The material below holds a span beginning at the line with "For every instance of the blue" and ending at the line with "## Quickstart". Quote that span exactly, both ends included, and only that span.
---
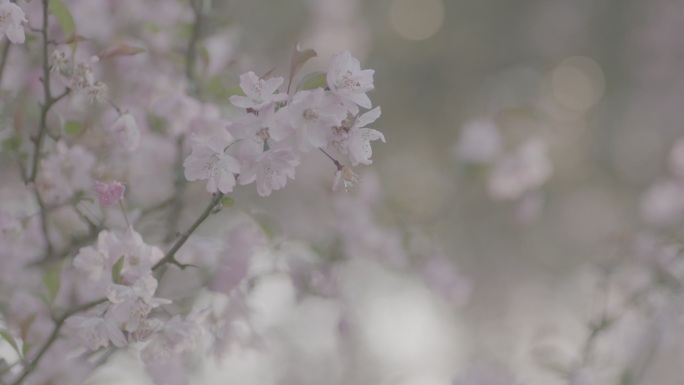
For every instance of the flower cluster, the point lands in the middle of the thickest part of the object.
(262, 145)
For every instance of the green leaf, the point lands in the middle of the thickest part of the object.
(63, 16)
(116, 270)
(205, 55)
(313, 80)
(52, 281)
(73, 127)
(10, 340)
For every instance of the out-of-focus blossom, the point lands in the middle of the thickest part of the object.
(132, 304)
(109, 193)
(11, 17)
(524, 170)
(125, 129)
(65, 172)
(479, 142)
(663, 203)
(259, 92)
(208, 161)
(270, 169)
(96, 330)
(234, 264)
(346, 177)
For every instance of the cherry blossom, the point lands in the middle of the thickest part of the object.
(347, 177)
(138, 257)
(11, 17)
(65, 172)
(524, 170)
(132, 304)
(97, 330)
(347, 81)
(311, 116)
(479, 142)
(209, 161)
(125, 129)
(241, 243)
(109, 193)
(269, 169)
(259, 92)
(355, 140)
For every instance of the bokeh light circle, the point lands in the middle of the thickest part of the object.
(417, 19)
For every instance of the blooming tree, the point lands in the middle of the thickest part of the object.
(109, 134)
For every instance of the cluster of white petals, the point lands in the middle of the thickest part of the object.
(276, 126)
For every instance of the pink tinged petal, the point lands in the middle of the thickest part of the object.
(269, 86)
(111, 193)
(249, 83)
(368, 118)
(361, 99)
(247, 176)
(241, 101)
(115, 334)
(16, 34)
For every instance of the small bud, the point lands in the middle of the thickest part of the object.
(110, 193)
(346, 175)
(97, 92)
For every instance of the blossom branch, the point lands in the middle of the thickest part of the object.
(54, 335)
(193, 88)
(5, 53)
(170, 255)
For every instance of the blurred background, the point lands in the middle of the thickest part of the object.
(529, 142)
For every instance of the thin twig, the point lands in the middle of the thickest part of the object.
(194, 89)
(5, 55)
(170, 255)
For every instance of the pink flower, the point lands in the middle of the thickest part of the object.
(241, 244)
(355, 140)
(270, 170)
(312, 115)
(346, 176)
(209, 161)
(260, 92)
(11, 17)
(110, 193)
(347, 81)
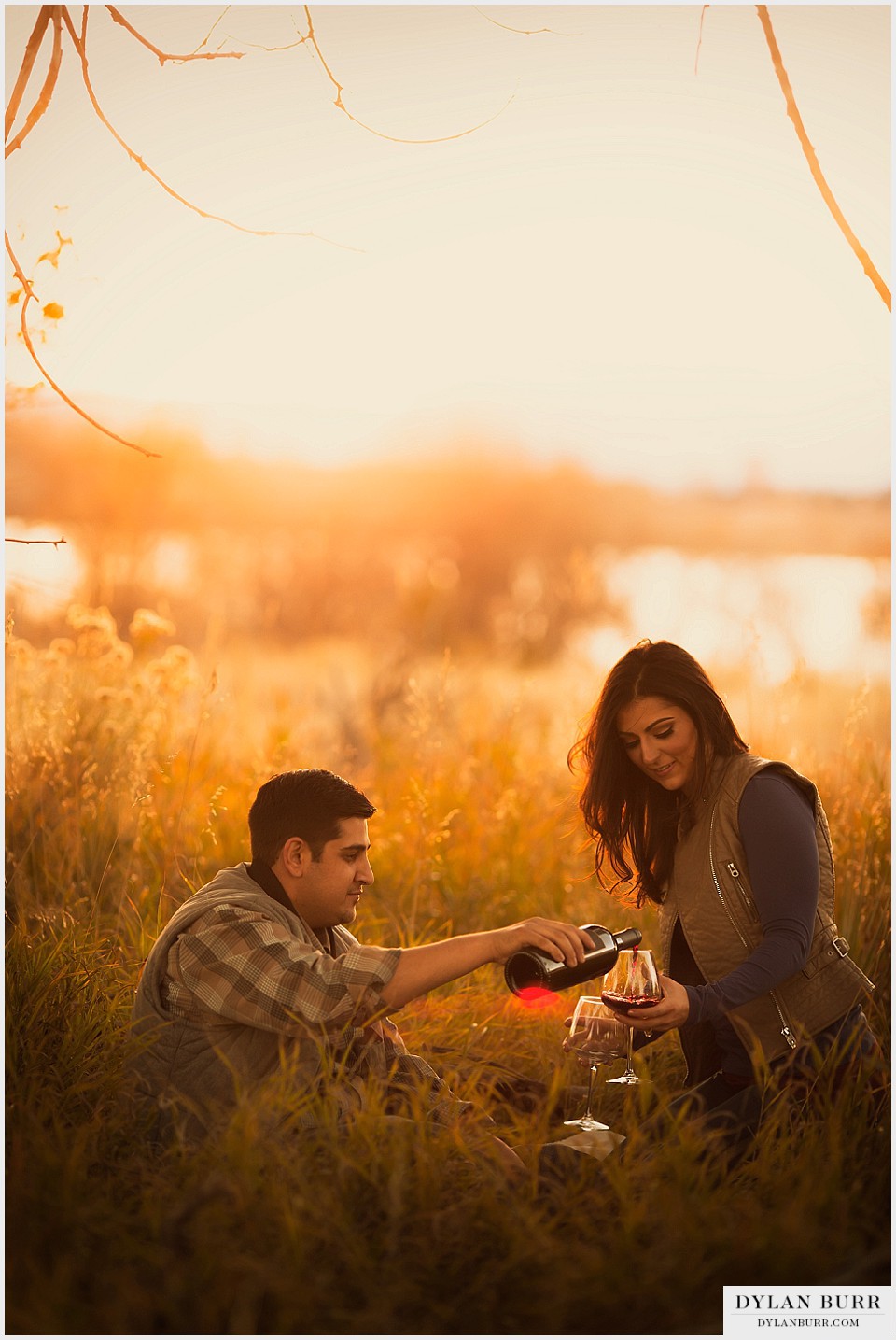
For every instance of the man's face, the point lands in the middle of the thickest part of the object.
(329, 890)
---
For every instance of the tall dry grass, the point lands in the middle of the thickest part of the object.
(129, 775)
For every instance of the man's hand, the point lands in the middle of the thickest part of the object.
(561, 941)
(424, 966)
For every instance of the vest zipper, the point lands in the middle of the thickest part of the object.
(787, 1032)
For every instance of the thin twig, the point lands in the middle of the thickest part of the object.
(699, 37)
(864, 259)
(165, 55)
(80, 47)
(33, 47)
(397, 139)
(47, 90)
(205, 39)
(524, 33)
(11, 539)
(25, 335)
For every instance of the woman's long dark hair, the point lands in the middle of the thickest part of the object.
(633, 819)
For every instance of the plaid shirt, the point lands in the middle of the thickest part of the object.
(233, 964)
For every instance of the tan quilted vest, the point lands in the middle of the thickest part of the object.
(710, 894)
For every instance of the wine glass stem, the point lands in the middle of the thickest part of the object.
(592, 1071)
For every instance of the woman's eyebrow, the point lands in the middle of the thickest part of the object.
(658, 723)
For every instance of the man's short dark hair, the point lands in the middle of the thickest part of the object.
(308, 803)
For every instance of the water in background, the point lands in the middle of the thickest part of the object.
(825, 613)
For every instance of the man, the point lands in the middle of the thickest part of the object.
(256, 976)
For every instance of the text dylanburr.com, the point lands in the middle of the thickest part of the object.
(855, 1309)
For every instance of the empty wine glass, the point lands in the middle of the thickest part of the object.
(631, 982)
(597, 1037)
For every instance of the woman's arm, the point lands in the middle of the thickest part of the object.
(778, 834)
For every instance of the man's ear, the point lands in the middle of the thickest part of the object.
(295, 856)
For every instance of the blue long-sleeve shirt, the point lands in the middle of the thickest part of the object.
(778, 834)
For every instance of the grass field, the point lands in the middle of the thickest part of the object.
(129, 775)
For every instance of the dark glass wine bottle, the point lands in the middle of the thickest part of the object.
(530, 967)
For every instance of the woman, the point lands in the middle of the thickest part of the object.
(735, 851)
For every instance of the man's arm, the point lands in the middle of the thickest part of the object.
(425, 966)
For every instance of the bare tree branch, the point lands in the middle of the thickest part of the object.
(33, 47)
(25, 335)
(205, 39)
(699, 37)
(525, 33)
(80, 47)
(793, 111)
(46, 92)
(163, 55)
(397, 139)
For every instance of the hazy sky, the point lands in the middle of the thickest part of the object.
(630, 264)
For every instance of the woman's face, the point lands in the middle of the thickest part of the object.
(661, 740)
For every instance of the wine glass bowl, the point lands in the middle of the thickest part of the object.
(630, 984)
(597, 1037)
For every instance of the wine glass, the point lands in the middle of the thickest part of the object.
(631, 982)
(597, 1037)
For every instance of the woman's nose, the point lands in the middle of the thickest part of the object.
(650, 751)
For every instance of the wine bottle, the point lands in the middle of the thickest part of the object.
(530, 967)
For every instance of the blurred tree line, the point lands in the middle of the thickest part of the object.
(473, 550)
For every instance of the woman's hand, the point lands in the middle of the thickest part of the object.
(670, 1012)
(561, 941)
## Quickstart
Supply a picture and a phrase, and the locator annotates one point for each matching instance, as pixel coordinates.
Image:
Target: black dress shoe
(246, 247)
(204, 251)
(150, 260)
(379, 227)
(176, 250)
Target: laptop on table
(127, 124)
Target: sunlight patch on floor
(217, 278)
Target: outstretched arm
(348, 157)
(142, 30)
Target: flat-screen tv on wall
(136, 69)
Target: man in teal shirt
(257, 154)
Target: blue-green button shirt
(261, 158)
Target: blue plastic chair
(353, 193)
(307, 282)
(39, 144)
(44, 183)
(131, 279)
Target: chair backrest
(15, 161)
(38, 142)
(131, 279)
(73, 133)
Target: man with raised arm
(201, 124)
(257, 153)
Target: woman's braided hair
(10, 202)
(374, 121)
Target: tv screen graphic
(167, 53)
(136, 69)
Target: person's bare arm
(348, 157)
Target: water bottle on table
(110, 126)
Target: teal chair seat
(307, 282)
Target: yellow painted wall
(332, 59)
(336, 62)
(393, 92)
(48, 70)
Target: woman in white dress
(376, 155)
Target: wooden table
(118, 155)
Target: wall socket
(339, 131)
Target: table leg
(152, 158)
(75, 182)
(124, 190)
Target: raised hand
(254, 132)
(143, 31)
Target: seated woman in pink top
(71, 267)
---
● Expected answer:
For every instance of the blue long-sleeve shirt, the point lands in the middle of the thickest part of the object.
(778, 834)
For every instance of the grass field, the point lands in the middle of the thickest part of the object.
(129, 775)
For every instance of the dark glass wine bottle, the point lands in the middle of the thickest part of the object.
(530, 967)
For every instance of the woman, the point lands in the middle of the thickest part of the object.
(735, 851)
For every instance of the man's arm, the point lands in the middle of the thickest part of the object.
(425, 966)
For every instance of the bare tree branch, the point lands in the middle of the thickest part of the object.
(33, 47)
(25, 335)
(205, 39)
(699, 37)
(525, 33)
(80, 47)
(793, 111)
(46, 92)
(163, 55)
(397, 139)
For every instance of the hazy sky, the point lands in the middle of the thickest part of the object.
(630, 264)
For every instance of the woman's face, the point lands in the middle of the thickest part of the object.
(661, 740)
For every instance of the wine glass bowl, the point lands in the middle of the thickest part of the object.
(630, 984)
(597, 1037)
For every instance of the wine glass, the point lands in the middle of the thickest part of the object.
(631, 982)
(597, 1037)
For every instance of the woman's nose, the point lands in the middle of the thickest part of the object.
(650, 751)
For every instance of the wine bottle, the point lands in the middle of the thickest part of the object.
(530, 967)
For every instance of the blurred tree line, the point lands in the middle of the thickest part of the object.
(473, 550)
For every instance of the woman's hand, the point lands in the middle of the thickest part of the object.
(670, 1012)
(561, 941)
## Quickstart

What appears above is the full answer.